:: Source data

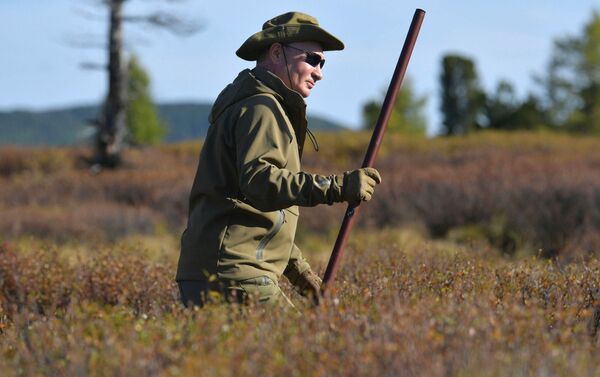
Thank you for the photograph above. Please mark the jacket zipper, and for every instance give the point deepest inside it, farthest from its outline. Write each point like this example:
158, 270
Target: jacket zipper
260, 249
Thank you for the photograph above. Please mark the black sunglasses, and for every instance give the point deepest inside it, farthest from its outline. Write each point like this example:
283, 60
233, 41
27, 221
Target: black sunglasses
312, 58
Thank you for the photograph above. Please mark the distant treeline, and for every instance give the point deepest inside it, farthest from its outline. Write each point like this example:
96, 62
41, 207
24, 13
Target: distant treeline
566, 97
72, 126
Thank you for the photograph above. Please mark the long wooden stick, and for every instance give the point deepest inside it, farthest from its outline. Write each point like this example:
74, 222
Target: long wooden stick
378, 132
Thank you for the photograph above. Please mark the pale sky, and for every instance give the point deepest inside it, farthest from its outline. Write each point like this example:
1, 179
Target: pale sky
508, 39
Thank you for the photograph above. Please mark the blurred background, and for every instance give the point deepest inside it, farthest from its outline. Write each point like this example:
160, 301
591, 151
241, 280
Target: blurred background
55, 52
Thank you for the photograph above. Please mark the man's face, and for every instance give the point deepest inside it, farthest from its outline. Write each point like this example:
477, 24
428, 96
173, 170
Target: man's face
302, 75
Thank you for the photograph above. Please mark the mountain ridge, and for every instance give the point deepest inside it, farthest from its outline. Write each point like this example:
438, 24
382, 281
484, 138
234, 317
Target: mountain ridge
71, 125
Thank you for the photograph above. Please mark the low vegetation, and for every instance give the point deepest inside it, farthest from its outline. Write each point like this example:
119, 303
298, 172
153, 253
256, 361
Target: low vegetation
478, 256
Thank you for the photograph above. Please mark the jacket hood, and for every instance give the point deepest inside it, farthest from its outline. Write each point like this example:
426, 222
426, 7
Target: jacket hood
261, 81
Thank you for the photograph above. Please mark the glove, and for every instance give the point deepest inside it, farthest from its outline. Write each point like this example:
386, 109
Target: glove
359, 185
308, 284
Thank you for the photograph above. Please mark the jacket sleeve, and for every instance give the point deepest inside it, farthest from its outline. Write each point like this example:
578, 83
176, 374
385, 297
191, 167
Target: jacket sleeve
297, 265
263, 142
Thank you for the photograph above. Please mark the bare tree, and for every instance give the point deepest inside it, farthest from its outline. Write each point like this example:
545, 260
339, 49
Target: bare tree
111, 134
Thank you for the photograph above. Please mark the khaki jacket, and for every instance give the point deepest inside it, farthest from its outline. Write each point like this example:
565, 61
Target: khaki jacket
243, 207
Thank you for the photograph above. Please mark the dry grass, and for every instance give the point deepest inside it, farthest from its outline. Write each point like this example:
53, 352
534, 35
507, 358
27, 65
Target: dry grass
87, 267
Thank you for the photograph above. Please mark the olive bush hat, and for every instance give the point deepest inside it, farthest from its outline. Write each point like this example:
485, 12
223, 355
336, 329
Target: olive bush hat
286, 28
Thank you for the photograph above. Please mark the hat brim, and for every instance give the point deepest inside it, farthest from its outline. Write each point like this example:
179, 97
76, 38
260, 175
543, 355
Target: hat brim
258, 42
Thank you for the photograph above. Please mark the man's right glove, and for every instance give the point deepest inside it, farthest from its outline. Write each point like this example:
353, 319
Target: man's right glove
359, 185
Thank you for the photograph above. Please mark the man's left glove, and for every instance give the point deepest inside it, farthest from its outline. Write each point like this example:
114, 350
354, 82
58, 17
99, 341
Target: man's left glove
308, 284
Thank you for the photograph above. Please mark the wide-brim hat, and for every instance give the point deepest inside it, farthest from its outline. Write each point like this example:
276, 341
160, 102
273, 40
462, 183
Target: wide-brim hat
286, 28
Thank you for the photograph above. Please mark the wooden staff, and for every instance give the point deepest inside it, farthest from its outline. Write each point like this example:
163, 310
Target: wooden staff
376, 138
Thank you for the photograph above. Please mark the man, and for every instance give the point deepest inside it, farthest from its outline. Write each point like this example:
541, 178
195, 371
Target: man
244, 202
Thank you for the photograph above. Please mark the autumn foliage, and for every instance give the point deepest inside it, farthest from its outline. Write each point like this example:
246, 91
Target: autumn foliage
477, 256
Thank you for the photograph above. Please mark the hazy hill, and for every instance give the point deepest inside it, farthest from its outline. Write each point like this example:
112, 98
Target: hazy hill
70, 126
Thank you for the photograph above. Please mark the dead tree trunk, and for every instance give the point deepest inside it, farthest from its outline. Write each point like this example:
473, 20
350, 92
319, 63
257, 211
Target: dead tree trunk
112, 131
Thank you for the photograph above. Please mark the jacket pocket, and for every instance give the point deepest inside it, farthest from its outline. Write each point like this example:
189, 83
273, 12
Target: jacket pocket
260, 249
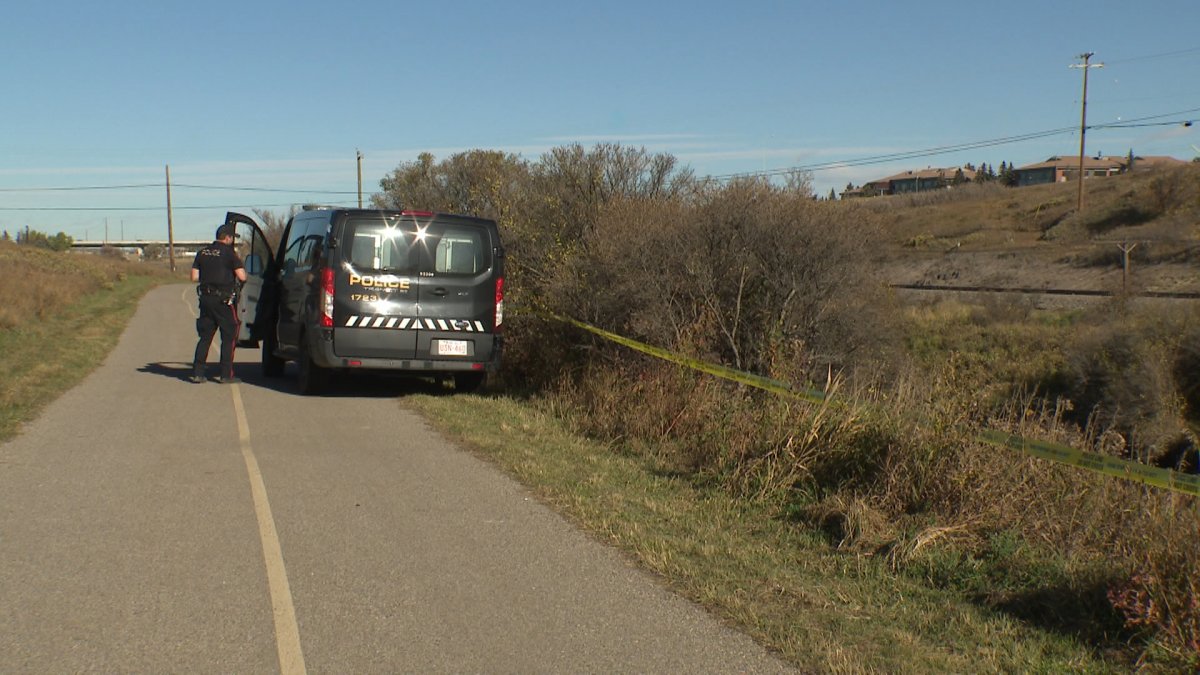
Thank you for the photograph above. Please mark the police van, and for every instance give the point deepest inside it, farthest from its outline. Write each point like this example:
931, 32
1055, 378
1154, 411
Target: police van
401, 291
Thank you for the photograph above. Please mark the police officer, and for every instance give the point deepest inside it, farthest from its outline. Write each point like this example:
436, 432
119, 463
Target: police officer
217, 269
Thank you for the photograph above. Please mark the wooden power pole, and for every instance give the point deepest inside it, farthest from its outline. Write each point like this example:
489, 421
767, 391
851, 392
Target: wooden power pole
1083, 120
360, 177
171, 225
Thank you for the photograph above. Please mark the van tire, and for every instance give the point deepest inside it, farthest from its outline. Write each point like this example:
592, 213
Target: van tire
273, 365
468, 382
312, 378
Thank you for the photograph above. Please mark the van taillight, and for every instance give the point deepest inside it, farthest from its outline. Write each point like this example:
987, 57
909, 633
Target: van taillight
327, 297
499, 302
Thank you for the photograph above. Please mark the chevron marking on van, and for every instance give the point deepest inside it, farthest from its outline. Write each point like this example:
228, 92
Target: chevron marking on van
409, 323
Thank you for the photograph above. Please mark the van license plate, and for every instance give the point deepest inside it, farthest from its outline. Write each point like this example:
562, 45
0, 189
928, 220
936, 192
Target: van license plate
451, 347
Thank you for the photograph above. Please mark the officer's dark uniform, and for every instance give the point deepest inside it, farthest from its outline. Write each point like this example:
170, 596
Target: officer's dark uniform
216, 264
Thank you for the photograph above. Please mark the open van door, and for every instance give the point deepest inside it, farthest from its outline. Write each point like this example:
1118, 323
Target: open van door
256, 256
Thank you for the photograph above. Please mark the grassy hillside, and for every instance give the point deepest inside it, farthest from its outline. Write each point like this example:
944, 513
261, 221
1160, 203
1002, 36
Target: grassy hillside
1033, 237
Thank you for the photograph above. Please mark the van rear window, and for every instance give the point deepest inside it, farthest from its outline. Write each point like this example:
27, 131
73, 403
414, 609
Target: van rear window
405, 245
381, 244
460, 251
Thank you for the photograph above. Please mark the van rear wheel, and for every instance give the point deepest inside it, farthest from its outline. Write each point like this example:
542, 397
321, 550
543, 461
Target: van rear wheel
273, 365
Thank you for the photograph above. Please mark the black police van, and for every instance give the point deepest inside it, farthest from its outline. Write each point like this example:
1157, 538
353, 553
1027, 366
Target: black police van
411, 292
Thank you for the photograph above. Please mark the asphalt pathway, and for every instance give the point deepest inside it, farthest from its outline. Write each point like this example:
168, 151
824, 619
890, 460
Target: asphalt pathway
153, 525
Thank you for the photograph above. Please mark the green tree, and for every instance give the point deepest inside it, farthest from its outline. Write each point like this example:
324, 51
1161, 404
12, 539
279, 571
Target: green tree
60, 242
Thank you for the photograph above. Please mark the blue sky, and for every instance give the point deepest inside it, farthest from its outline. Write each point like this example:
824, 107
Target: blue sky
281, 95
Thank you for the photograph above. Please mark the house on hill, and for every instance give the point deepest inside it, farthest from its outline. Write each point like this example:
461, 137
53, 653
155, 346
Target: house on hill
1061, 169
922, 180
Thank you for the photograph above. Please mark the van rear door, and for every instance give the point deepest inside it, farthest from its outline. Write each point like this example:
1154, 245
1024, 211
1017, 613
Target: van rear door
256, 255
457, 293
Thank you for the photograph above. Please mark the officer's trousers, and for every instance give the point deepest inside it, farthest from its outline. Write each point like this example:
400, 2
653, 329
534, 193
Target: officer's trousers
215, 315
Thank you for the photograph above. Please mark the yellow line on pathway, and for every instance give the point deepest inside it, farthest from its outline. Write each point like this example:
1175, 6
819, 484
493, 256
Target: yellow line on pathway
287, 632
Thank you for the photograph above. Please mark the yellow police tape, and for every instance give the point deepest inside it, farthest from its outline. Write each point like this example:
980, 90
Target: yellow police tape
1104, 465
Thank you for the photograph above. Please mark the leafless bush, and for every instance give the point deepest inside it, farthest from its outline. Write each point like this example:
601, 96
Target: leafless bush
754, 276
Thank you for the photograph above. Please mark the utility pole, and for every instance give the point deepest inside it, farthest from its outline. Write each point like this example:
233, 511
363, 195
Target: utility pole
1126, 249
360, 177
171, 225
1083, 119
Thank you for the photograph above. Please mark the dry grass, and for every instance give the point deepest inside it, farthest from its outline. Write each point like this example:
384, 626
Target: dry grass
36, 284
59, 315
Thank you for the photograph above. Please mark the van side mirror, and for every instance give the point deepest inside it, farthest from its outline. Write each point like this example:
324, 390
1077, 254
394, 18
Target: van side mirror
253, 264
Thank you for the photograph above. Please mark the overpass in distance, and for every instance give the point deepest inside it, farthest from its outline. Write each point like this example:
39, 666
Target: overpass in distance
139, 243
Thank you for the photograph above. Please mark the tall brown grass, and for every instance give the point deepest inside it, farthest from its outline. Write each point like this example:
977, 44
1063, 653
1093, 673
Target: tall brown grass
35, 284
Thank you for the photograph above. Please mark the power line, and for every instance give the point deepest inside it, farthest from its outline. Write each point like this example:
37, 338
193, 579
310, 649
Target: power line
139, 185
898, 156
265, 189
1163, 55
145, 208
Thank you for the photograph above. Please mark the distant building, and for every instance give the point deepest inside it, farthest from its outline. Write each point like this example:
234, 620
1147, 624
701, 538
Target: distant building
921, 180
1061, 169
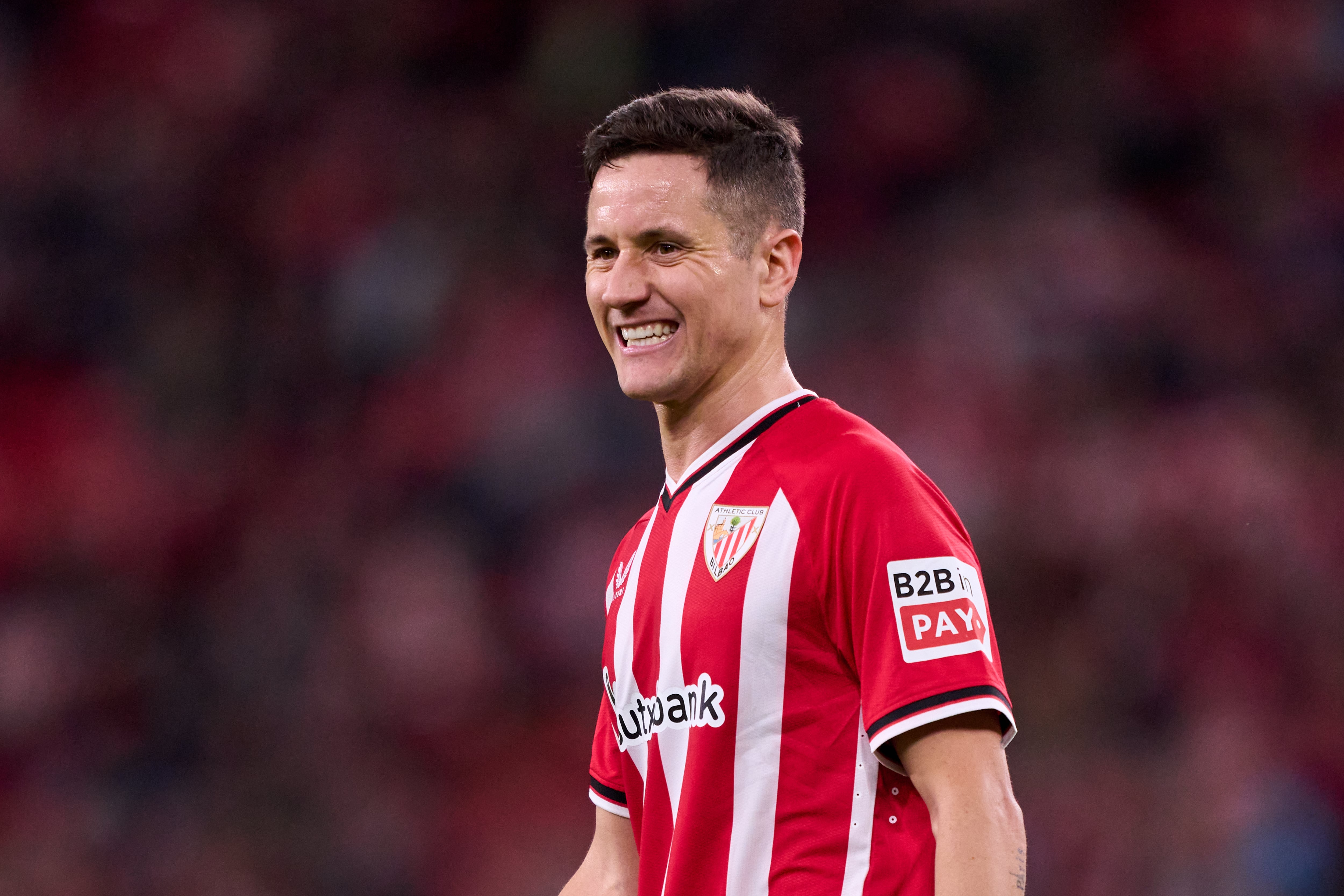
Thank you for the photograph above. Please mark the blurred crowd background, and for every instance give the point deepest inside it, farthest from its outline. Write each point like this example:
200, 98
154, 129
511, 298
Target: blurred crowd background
312, 465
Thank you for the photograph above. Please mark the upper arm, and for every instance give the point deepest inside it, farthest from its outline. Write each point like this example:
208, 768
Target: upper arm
957, 765
612, 866
906, 606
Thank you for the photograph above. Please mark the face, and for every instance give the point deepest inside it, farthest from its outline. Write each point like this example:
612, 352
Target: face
675, 308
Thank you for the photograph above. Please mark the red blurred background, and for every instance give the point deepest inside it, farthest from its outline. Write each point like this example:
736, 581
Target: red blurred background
311, 465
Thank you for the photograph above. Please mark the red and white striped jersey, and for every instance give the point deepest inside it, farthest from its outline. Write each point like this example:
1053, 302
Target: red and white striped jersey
798, 600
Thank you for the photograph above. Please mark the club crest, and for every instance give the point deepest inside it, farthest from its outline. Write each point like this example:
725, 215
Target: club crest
729, 534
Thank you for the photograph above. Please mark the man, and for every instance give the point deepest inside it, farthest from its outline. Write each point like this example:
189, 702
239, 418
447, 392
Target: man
803, 691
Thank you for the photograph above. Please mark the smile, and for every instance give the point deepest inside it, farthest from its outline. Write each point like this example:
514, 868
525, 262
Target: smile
648, 334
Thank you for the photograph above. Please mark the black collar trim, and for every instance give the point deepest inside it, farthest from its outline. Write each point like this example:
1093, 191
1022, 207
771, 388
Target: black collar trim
767, 422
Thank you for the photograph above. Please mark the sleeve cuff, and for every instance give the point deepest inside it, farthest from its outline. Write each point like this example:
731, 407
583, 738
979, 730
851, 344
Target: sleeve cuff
943, 706
608, 798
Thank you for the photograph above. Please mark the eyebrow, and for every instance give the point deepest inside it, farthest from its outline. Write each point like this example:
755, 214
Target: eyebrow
643, 238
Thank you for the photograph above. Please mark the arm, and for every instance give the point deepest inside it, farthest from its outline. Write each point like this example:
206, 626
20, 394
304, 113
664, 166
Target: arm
957, 765
612, 866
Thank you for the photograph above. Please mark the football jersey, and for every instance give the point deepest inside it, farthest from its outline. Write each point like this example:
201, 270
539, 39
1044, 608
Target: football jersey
798, 600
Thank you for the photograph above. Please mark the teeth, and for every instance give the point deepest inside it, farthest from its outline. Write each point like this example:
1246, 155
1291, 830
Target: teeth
648, 334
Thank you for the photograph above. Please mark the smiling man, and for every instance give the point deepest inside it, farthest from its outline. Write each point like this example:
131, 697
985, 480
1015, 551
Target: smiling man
803, 690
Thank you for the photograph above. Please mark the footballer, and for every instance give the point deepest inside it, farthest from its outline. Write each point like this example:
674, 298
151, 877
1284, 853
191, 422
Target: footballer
802, 684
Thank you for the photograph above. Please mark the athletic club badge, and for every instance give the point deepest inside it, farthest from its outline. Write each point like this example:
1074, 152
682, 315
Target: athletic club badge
729, 535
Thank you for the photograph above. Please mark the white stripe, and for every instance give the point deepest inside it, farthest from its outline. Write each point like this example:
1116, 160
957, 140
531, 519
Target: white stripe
861, 817
603, 802
756, 761
732, 434
685, 553
623, 652
945, 711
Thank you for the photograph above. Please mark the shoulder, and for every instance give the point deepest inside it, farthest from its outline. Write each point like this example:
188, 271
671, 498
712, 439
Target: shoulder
837, 467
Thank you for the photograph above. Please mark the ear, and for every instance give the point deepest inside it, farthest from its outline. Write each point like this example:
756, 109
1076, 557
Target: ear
781, 252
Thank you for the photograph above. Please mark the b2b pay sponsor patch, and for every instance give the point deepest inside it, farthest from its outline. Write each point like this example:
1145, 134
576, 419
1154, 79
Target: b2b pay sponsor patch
940, 609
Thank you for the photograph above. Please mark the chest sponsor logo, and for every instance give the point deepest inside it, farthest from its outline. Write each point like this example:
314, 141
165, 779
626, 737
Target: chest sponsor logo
940, 609
690, 707
729, 534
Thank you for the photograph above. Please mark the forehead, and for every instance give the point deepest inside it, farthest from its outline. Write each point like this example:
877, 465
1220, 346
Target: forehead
648, 186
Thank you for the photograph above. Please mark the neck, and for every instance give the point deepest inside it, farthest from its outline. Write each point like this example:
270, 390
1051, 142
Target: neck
690, 428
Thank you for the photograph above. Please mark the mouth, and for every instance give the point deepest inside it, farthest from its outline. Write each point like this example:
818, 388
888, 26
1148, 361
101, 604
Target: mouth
644, 335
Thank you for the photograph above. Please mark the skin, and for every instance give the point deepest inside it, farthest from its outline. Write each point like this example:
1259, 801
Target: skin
658, 254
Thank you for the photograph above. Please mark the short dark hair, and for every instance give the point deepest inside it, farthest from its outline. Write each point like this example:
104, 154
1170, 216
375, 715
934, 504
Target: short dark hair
750, 152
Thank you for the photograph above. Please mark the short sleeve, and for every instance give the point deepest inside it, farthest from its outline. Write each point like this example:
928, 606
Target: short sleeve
607, 786
912, 605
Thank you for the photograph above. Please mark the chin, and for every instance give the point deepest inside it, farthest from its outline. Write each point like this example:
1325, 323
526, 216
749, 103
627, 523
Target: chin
659, 390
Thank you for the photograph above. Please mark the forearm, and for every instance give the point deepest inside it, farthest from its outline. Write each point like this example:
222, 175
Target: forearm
982, 849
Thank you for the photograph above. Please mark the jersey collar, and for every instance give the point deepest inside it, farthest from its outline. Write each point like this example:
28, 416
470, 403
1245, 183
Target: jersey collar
746, 432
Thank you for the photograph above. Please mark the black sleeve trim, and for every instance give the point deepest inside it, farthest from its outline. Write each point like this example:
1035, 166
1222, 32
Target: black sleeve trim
937, 700
609, 793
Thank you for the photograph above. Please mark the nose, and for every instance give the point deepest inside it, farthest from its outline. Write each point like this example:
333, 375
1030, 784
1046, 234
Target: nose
627, 283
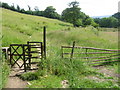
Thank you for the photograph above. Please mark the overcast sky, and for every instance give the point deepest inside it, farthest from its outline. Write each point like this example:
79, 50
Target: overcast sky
89, 7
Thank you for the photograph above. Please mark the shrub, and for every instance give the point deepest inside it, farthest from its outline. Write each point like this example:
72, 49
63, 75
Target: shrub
29, 76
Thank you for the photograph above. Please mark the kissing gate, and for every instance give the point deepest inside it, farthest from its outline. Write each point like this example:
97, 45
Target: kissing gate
25, 52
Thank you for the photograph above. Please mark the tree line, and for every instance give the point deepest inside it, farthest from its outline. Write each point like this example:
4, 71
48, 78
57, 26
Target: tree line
72, 14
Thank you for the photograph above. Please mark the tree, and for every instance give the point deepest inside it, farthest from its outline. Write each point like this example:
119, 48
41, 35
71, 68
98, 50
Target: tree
72, 14
50, 13
18, 8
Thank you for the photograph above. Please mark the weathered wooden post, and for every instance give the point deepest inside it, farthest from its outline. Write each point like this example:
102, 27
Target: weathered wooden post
72, 50
44, 41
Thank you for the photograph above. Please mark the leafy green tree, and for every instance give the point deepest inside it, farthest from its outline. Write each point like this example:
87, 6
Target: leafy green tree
18, 8
72, 14
50, 13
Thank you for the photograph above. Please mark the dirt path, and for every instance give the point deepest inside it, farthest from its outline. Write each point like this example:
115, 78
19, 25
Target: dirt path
114, 77
14, 81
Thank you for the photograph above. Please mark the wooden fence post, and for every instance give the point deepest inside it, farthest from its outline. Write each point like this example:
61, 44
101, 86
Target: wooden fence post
10, 56
44, 41
72, 50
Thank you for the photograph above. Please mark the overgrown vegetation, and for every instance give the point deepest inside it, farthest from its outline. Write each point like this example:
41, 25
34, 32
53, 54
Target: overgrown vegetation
54, 69
72, 14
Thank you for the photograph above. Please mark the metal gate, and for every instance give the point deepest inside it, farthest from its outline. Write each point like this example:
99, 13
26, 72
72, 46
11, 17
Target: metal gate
25, 53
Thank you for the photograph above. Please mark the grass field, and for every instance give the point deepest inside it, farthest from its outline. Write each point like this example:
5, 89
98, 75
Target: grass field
20, 28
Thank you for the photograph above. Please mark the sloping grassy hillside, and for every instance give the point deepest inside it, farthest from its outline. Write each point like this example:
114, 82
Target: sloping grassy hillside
17, 27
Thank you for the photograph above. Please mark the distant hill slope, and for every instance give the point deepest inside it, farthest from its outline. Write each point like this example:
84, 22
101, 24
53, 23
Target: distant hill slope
17, 27
101, 16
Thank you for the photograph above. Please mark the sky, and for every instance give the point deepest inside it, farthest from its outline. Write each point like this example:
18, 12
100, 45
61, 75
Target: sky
89, 7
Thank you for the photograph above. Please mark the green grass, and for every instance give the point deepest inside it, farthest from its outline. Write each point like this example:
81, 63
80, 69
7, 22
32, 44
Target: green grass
20, 28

::::

▶ _Brief_
Please transcribe exactly the lines above from the line that has "the green tree, and" up to and including the line that has "rear door, and"; no other line belongs in the answer.

▶ _Output_
Thank you for the photograph above. Please mark the green tree, and for every instance give the point deepest inside it, farthest from its outline. Write each point like this example:
324, 51
1161, 404
12, 539
279, 571
Target: green tree
60, 242
Thank you for the photograph above. Please mark the blue sky, and for every instance give the point deepest inside it, farthest from its outline. Write each point like this example:
824, 107
Target: blue sky
281, 95
Thank you for the photograph above. Please mark the house on hill, and for every instance give the point deepest inside it, farthest from its outline. Write each point like this example:
461, 137
53, 653
155, 346
Target: house on hill
1061, 169
922, 180
Thank you for the photograph above. Please mark the van rear door, and for every instance give the point deepest inside it, farthest from its outline. Write each point like this example:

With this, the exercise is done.